| Tasks for this exercise |
A) In the passage on the 1910 Aurora air show, condense the paragraph that begins "On July 4th, the Wright's pilots planned" into a short bulleted list that keeps its main facts.
B) From the passage on the 1910 Aurora air show, reproduce the section starting at "Since this was" and ending at "of the bridge.", renaming "trolley cars" as "streetcars".
Passage start
Group at Aeroplane display at 
the Aurora Driving Park
July 1910

On July 4th, the Wright's pilots planned a full three-hour program. Yet, the high winds kept them from going up; to the great disappointment to the 7,000 who had paid admission to the park and the estimated 10,000 outside of the park. The following day, the Wright organization released a statement, " With a steady gale blowing all day yesterday until nine o'clock at night, it would have been absolutely foolhardy and dangerous to the public to attempt an airship flight. The Wrights did promise to "deliver the goods" with two more good flights in Aurora even if they had to stay here for a week to do it. Luckily, any folks that had tickets for the days that they were unable to do their demonstrations, they could come another day during the holiday weekend as a "rain check". 

Since this was the 4th of July holiday, there were already 20,000 visitors in the city that came from every town and city within a radius of fifty miles. Not including the 30,000 of Aurora locals. Can you imagine having that many people in the Aurora area at the same time? Let alone for a 4th of July celebration and parade? Especially for that time period. Goes to show that Aurora was THE place to go to. According to the Beacon News from this time, Police Chief Michels and his corps of patrolmen had taken charge of the large crowd with no issues or bad situations. Remember too, the Downtown area had trolley cars, horses, motorcycles and cars going all about. Later that night everyone crowded near the New York Street bridge and the surrounding area to see the $1,000 (estimated to be around $25,000 in 2022) display of fireworks that fired off of the bridge. 

Local Aurora Weather July 2, 1910
Aurora Beacon News

F.H. Russell, Wright Bros. Manager

Statement by F.H. Russel, Manager
Beacon News July 5 1910

On July 5th, stormy weather prevailed and prevented any flights until later in the day. In some articles it is noted that "Frederick Welsh" was completing the short flight. I was a bit confused at first with his name. I looked up Wright Brothers pilots and couldn't find his name but found two separate and notable aviators, Frederick H. Hennessy and Arthur L. Welsh, who were of significant renown at the time and I thought that their names might have been mistakenly combined in an era in which information might not have been so readily available. With all of the old newspapers that I research through, this does happen every now and then. So I had reached out to the Aurora Public Library to double check and come to find out, the article was correct. Frederick Welsh was an amateur pilot from Washington State. He grew up on a farm and wanted to go out and do exciting things. He found his way to the Wright Brothers and was able to help demonstrate their invention. This is why it is always best to check and double check and then triple check the information if you think the information might be incorrect. I would have been extremely incorrect with my first thought. Huge thanks to Christopher Biersdorf at the Aurora Public Library for his help! Unfortunately, I could not locate a photo of Frederick Welsh but found photos of the other two pilots to note for this article.
Passage end
Extracted records start
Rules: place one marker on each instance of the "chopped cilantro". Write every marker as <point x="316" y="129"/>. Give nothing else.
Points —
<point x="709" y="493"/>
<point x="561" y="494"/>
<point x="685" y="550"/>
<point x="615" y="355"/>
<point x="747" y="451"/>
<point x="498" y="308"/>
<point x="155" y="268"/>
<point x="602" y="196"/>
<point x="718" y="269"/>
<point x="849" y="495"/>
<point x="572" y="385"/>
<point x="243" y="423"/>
Extracted records end
| Outputs by task |
A)
- On July 4th, the Wright pilots planned a three-hour program, but high winds kept them grounded.
- This disappointed the 7,000 people who had paid admission to the park and an estimated 10,000 more outside it.
- The next day, the Wright organization said that a steady gale had blown all day until nine at night, so a flight would have been foolhardy and dangerous to the public.
- The Wrights promised two more good flights in Aurora, even if they had to stay a week.
- People with tickets for days without demonstrations could come on another day of the holiday weekend as a "rain check."

B)
Since this was the 4th of July holiday, there were already 20,000 visitors in the city that came from every town and city within a radius of fifty miles. Not including the 30,000 of Aurora locals. Can you imagine having that many people in the Aurora area at the same time? Let alone for a 4th of July celebration and parade? Especially for that time period. Goes to show that Aurora was THE place to go to. According to the Beacon News from this time, Police Chief Michels and his corps of patrolmen had taken charge of the large crowd with no issues or bad situations. Remember too, the Downtown area had streetcars, horses, motorcycles and cars going all about. Later that night everyone crowded near the New York Street bridge and the surrounding area to see the $1,000 (estimated to be around $25,000 in 2022) display of fireworks that fired off of the bridge.